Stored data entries
* * * * *
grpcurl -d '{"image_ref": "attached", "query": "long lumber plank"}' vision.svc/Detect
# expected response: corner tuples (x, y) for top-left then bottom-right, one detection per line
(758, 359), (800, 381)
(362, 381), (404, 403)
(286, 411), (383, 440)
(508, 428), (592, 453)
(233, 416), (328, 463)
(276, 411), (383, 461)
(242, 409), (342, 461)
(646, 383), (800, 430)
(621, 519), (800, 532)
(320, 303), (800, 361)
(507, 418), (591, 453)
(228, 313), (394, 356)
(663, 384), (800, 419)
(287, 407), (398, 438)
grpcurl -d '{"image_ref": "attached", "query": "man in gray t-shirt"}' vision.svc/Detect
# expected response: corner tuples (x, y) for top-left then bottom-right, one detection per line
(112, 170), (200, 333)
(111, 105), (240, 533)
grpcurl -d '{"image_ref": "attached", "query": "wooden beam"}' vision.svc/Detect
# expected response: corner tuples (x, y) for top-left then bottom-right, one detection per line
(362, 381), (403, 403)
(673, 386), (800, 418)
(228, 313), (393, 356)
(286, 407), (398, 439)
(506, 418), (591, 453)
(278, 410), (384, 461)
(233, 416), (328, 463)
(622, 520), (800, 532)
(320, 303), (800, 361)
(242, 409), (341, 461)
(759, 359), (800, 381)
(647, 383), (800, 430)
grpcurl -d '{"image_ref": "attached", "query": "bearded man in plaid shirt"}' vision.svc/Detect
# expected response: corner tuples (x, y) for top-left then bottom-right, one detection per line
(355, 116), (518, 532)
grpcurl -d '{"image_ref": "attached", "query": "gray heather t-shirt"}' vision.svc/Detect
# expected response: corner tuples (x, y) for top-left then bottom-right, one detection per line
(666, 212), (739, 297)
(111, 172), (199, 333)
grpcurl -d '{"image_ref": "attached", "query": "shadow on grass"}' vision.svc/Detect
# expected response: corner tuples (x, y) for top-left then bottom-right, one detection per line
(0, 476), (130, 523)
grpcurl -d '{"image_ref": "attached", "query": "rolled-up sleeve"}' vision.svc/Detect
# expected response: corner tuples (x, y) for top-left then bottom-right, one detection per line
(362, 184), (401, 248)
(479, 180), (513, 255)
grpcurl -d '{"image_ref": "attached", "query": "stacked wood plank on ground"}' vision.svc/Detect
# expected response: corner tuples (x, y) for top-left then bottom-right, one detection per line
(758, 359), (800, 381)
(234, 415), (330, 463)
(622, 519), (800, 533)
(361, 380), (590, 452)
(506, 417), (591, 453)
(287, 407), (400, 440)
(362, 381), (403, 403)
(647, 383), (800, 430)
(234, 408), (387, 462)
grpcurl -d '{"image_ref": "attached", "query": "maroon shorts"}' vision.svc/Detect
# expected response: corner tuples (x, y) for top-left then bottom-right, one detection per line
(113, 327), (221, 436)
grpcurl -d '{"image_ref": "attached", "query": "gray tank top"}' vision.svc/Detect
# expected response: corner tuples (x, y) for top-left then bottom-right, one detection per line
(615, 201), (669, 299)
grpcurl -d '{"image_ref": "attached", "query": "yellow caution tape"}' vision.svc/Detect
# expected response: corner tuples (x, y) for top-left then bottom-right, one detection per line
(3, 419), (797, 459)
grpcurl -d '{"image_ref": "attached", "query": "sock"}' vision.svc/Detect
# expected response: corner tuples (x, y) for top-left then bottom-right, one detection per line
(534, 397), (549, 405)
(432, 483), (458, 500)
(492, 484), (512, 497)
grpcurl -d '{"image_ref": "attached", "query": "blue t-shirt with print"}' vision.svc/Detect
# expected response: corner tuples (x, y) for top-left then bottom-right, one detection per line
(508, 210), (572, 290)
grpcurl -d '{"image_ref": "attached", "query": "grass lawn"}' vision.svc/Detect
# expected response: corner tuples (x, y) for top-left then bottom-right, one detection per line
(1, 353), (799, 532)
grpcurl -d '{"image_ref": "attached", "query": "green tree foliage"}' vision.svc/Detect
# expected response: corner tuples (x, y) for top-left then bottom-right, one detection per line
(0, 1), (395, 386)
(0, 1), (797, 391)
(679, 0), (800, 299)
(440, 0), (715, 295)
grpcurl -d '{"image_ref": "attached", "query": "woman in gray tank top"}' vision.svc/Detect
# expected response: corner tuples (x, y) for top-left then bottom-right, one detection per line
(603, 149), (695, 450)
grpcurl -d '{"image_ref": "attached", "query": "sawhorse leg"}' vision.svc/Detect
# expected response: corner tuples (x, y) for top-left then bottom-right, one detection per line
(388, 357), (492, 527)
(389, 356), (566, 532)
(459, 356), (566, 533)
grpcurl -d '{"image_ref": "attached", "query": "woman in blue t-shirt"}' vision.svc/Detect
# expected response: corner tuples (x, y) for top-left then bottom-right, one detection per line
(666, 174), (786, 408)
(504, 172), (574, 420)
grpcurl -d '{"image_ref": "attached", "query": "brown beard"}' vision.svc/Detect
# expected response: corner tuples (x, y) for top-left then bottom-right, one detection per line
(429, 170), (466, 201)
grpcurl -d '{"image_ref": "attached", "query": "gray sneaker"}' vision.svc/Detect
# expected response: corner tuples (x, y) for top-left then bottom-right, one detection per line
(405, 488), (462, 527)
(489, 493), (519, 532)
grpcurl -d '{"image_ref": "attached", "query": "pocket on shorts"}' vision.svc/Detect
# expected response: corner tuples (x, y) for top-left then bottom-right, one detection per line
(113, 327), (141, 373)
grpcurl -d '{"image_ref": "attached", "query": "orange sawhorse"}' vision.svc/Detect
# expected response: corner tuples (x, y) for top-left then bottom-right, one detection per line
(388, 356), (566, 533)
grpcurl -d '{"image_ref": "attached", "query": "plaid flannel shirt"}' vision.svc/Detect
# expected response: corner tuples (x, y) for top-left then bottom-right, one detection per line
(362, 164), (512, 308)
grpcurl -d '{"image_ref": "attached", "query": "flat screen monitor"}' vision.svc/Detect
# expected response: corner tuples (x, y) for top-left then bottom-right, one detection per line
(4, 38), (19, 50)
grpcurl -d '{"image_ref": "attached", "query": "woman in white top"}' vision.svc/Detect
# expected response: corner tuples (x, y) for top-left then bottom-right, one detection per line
* * * * *
* [TO DO] Note every line of the entries in which "tank" appears, and copy it down.

* [PROBLEM SOLUTION]
grpcurl -d '{"image_ref": "attached", "query": "gray tank top"}' vision.svc/Detect
grpcurl -d '{"image_ref": "attached", "query": "woman in gray tank top"}' vision.svc/Detect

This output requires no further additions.